■ WHAT IS EXPECTED
Answer these from the passage on Eric Bachmann:
(a) With which band did he make the albums called wildly eclectic?
(b) With which project has he found a more consistent sound?
(c) Which two albums are named as sounding distinctly different from each other?

■ SOURCE PASSAGE
====

It is never easy to anticipate what will come next from Eric Bachmann. Whether it was his wildly eclectic albums with Archers of Loaf, his film scores, his understated and brilliant solo album, or the discs he’s released with Crooked Fingers, they all offer something a little different, managing to fall in line with something decidedly his, but he never replicates a sound on an album. Even with Crooked Fingers, where he’s found a more consistent sound, no two albums sound the same. A song from Bring on the Snakes is distinctly different from one on Red Devil Dawn and so on. That is what tends to make his releases so rewarding, not because they are full of out-and-out surprise, but because he subtly turns his craft in different directions.

====

■ DATASET ENTRIES
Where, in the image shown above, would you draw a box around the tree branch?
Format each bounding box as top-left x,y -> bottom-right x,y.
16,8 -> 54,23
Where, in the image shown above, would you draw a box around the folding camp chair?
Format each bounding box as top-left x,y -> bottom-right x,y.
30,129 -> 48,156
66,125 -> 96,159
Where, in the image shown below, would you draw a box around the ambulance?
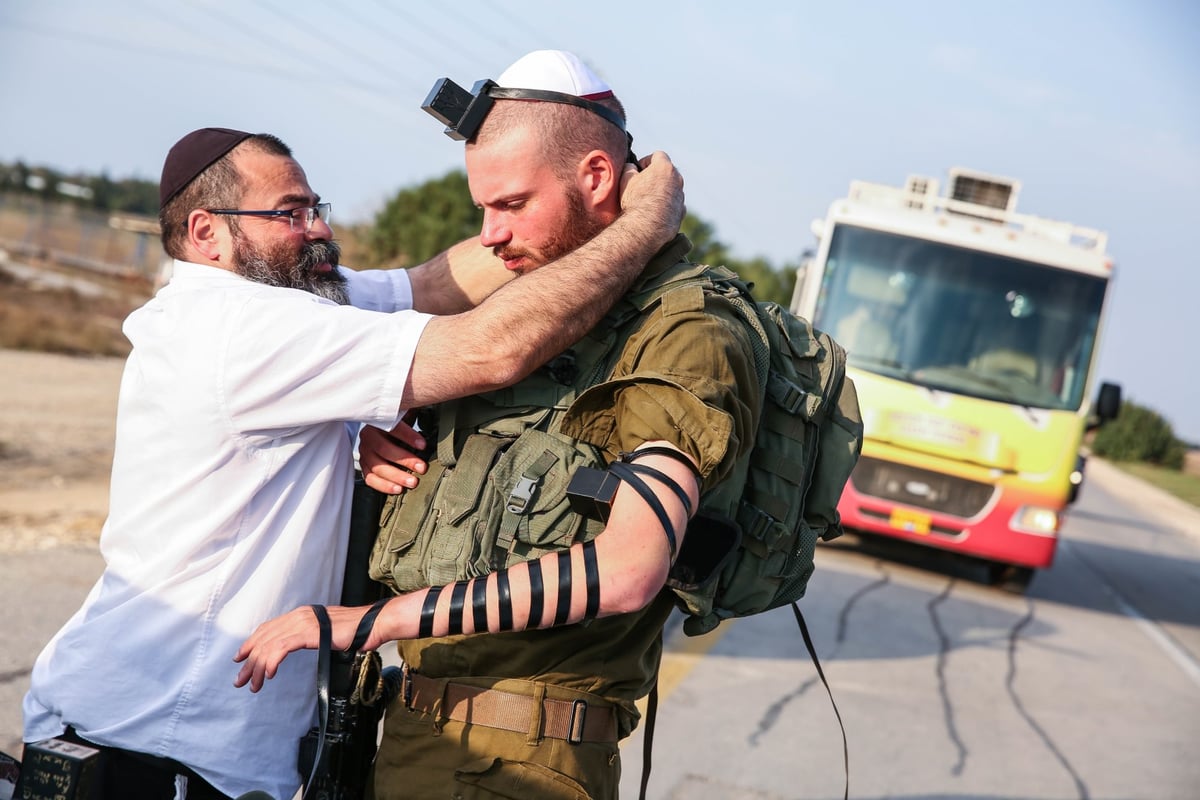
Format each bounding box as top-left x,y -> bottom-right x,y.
792,168 -> 1121,593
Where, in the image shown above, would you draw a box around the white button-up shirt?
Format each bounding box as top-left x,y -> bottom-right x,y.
24,261 -> 428,800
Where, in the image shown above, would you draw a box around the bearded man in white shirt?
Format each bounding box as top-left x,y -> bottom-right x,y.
24,128 -> 683,800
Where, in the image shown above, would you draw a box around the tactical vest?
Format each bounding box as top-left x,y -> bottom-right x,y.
371,248 -> 745,593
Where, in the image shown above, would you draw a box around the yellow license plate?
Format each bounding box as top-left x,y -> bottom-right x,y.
889,509 -> 932,536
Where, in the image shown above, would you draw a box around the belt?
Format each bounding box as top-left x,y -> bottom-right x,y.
401,667 -> 617,745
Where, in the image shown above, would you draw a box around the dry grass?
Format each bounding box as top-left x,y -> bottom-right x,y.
0,266 -> 150,356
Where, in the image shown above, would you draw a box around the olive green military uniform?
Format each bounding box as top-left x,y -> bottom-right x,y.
373,236 -> 761,800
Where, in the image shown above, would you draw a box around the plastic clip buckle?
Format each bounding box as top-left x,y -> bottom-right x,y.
566,700 -> 588,745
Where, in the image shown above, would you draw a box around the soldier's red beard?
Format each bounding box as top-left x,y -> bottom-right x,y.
492,191 -> 605,275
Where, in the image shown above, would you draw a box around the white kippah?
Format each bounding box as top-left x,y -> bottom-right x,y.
496,50 -> 612,100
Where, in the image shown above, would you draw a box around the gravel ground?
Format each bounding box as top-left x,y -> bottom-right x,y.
0,349 -> 124,553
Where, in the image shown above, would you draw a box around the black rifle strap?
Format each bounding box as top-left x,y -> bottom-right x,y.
304,604 -> 334,798
792,601 -> 850,800
637,675 -> 659,800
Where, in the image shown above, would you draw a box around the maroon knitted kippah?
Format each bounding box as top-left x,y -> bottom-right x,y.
158,128 -> 253,209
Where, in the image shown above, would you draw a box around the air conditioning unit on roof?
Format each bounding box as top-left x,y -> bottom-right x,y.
949,167 -> 1021,213
904,175 -> 937,209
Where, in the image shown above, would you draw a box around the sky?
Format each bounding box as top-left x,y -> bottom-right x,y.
0,0 -> 1200,443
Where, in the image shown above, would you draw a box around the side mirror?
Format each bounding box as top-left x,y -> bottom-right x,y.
1087,381 -> 1121,428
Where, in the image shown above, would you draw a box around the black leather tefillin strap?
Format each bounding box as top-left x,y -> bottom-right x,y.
608,446 -> 700,559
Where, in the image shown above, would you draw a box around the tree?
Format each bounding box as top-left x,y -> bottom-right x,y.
1092,401 -> 1187,470
367,169 -> 484,266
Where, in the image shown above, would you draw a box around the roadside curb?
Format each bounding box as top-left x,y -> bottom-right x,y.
1082,456 -> 1200,541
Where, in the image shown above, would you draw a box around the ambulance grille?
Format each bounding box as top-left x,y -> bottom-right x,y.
850,458 -> 996,519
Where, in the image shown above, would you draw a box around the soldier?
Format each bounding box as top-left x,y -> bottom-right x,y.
236,50 -> 761,800
24,120 -> 683,800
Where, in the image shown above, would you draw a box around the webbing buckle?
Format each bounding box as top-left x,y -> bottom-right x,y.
505,476 -> 538,513
566,700 -> 588,745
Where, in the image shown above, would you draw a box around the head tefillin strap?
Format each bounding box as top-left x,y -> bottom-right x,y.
421,78 -> 637,163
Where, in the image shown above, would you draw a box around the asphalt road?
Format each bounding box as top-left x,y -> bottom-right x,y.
0,462 -> 1200,800
622,462 -> 1200,800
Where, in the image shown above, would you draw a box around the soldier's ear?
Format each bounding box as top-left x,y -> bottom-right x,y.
578,150 -> 620,209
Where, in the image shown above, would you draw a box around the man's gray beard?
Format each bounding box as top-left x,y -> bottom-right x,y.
234,241 -> 350,306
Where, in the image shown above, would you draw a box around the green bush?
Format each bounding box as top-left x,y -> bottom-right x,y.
1092,401 -> 1187,470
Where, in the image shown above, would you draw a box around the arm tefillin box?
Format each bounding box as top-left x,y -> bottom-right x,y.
13,739 -> 101,800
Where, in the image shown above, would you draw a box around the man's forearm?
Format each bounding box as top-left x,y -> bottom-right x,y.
403,154 -> 684,408
408,236 -> 512,314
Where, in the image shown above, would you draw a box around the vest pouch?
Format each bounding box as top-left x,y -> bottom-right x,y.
421,433 -> 515,587
488,428 -> 604,566
368,461 -> 445,591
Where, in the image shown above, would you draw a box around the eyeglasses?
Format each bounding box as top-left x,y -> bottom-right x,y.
205,203 -> 334,234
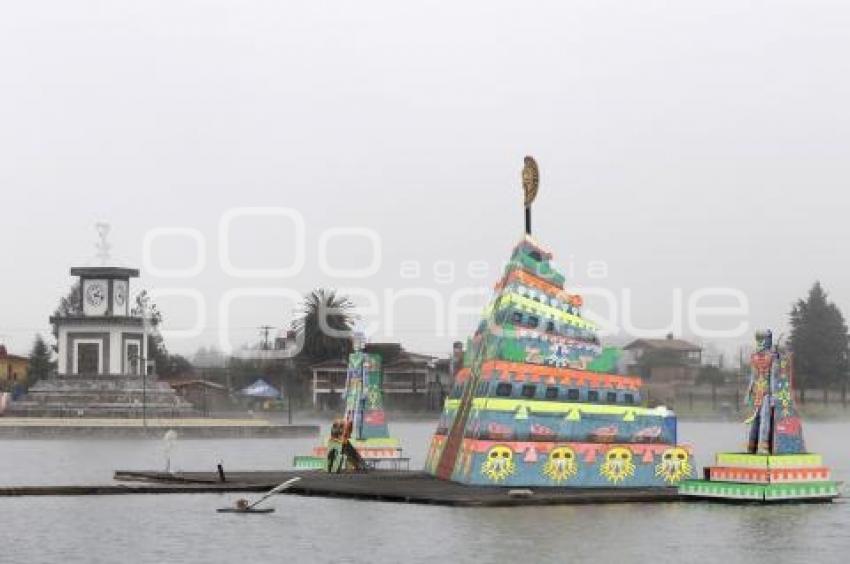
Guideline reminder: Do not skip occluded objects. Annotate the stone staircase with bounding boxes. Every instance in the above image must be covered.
[5,375,199,418]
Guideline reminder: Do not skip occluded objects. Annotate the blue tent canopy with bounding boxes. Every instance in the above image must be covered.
[239,378,281,398]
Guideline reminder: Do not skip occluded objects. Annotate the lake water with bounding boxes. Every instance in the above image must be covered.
[0,422,850,564]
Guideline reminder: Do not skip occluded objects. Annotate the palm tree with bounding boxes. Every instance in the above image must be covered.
[292,288,355,362]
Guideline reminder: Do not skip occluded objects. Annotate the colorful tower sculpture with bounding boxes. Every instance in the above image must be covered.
[679,331,838,502]
[426,157,692,487]
[295,338,403,472]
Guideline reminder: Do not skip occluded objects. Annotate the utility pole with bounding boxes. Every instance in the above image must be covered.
[258,325,274,351]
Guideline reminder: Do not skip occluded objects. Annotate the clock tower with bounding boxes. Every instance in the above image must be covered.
[8,223,197,418]
[50,266,149,377]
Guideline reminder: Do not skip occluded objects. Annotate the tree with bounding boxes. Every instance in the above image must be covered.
[292,288,355,362]
[790,282,850,402]
[130,290,193,378]
[52,281,83,351]
[27,334,53,386]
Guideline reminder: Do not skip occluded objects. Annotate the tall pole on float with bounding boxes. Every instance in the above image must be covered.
[522,156,540,235]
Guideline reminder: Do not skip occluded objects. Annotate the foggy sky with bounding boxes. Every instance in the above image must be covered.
[0,0,850,360]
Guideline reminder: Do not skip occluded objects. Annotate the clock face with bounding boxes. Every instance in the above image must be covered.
[86,282,106,307]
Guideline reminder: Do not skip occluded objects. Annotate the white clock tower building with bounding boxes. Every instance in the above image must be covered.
[7,223,197,418]
[50,266,148,377]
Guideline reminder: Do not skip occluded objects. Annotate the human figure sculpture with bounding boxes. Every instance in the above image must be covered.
[746,330,805,455]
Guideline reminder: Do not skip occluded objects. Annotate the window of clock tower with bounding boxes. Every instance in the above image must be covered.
[77,343,100,374]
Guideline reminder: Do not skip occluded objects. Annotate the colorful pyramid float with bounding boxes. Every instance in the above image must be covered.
[679,331,838,502]
[295,336,406,473]
[426,157,692,488]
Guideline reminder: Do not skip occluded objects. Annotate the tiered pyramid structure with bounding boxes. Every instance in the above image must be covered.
[426,236,692,488]
[679,331,838,502]
[295,350,402,472]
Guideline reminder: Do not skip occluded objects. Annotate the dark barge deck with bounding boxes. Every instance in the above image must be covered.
[0,471,682,507]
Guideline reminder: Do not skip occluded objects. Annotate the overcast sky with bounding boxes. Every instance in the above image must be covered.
[0,0,850,360]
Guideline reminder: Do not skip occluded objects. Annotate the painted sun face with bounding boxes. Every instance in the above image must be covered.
[599,447,635,484]
[481,445,516,482]
[655,447,691,485]
[543,447,578,482]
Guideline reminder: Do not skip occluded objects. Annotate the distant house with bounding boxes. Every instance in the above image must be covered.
[0,345,30,391]
[311,343,451,410]
[624,335,702,403]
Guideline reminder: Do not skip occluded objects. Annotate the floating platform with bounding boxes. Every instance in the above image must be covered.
[103,471,682,507]
[679,453,840,503]
[0,417,319,439]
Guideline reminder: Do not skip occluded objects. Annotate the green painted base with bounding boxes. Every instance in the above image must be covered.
[679,480,839,502]
[293,455,328,470]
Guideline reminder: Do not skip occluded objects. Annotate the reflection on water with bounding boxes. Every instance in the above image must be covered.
[0,423,850,564]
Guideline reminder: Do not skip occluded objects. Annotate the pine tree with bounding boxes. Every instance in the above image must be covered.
[27,334,53,386]
[790,282,850,402]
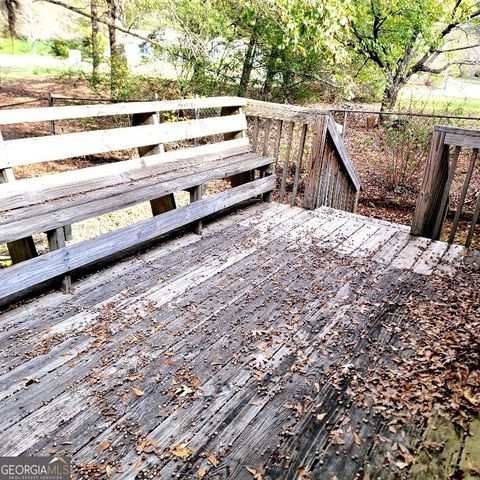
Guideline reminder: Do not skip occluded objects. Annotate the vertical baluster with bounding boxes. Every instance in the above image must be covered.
[433,146,462,239]
[252,117,260,153]
[262,118,272,157]
[465,193,480,248]
[280,122,295,202]
[448,148,478,243]
[290,123,308,206]
[273,120,283,165]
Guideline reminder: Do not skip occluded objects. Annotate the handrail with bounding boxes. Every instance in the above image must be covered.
[0,97,247,125]
[245,99,362,211]
[411,125,480,248]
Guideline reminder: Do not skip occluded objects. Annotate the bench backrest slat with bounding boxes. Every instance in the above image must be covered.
[0,97,246,125]
[0,113,247,168]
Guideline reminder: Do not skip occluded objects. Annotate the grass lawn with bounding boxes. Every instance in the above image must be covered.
[397,95,480,117]
[0,38,51,55]
[0,66,79,83]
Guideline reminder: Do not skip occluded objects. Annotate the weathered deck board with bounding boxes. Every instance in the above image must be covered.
[0,203,476,480]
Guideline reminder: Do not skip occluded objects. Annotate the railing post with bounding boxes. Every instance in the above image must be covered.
[48,93,55,135]
[220,107,251,187]
[303,115,327,210]
[411,129,451,240]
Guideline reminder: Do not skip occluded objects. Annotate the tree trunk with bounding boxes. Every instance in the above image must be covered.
[5,0,20,38]
[380,78,406,112]
[107,0,128,98]
[90,0,100,85]
[238,25,257,97]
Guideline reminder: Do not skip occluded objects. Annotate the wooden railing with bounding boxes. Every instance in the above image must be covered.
[411,125,480,248]
[246,100,361,212]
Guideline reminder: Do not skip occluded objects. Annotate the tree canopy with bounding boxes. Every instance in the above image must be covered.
[4,0,480,109]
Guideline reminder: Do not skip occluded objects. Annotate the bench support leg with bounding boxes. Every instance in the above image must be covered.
[150,193,177,217]
[189,185,203,235]
[7,237,38,264]
[47,227,72,293]
[260,163,275,203]
[0,164,38,264]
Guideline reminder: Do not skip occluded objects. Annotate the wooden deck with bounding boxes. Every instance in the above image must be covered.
[0,203,480,480]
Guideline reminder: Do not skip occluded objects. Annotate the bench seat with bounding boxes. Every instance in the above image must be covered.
[0,97,275,305]
[0,142,272,243]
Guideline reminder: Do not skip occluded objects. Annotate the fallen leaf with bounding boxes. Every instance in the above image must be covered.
[352,432,362,445]
[297,467,312,480]
[463,388,480,407]
[175,385,195,397]
[98,442,110,455]
[330,428,345,445]
[22,376,40,388]
[467,458,480,474]
[170,443,192,458]
[132,387,145,397]
[245,467,265,480]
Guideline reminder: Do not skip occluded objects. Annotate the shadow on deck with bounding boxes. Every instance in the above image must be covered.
[0,203,480,480]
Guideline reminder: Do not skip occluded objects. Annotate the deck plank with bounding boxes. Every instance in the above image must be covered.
[0,203,472,480]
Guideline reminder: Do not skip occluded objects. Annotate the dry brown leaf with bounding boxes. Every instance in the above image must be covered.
[170,443,192,459]
[330,428,345,445]
[175,385,195,397]
[467,458,480,474]
[131,387,145,397]
[297,467,312,480]
[245,466,265,480]
[98,442,110,455]
[463,388,480,407]
[22,376,40,388]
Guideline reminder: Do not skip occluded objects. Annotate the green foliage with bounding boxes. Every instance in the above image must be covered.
[345,0,478,107]
[50,38,82,58]
[0,37,51,55]
[156,0,347,100]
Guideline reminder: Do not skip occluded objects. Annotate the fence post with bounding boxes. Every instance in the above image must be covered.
[303,115,328,210]
[220,107,253,187]
[48,93,55,135]
[410,128,451,240]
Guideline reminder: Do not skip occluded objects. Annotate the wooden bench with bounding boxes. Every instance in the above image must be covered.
[0,97,275,299]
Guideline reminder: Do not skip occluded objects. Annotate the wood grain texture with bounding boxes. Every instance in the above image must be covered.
[0,176,275,299]
[0,154,272,242]
[0,114,247,168]
[0,202,468,480]
[0,97,246,125]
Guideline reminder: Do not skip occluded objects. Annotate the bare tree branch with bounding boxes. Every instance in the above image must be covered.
[33,0,164,48]
[420,60,480,74]
[435,43,480,54]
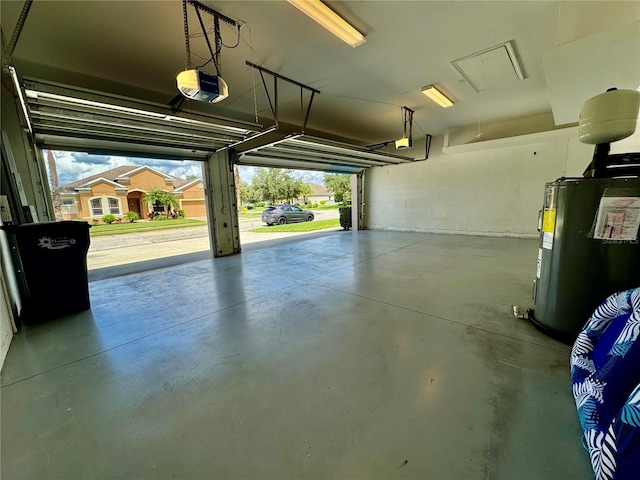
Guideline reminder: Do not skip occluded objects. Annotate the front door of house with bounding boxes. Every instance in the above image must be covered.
[129,198,142,218]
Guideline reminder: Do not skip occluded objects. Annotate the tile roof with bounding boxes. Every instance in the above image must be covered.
[60,165,191,193]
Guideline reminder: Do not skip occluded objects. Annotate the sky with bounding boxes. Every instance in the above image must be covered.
[43,150,324,186]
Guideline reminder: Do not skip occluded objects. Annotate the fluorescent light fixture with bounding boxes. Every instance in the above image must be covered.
[422,85,453,108]
[287,0,367,48]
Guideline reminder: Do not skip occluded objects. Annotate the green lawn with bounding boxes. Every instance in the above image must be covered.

====

■ WRITTEN REPLY
(a) Archers of Loaf
(b) Crooked Fingers
(c) Bring on the Snakes and Red Devil Dawn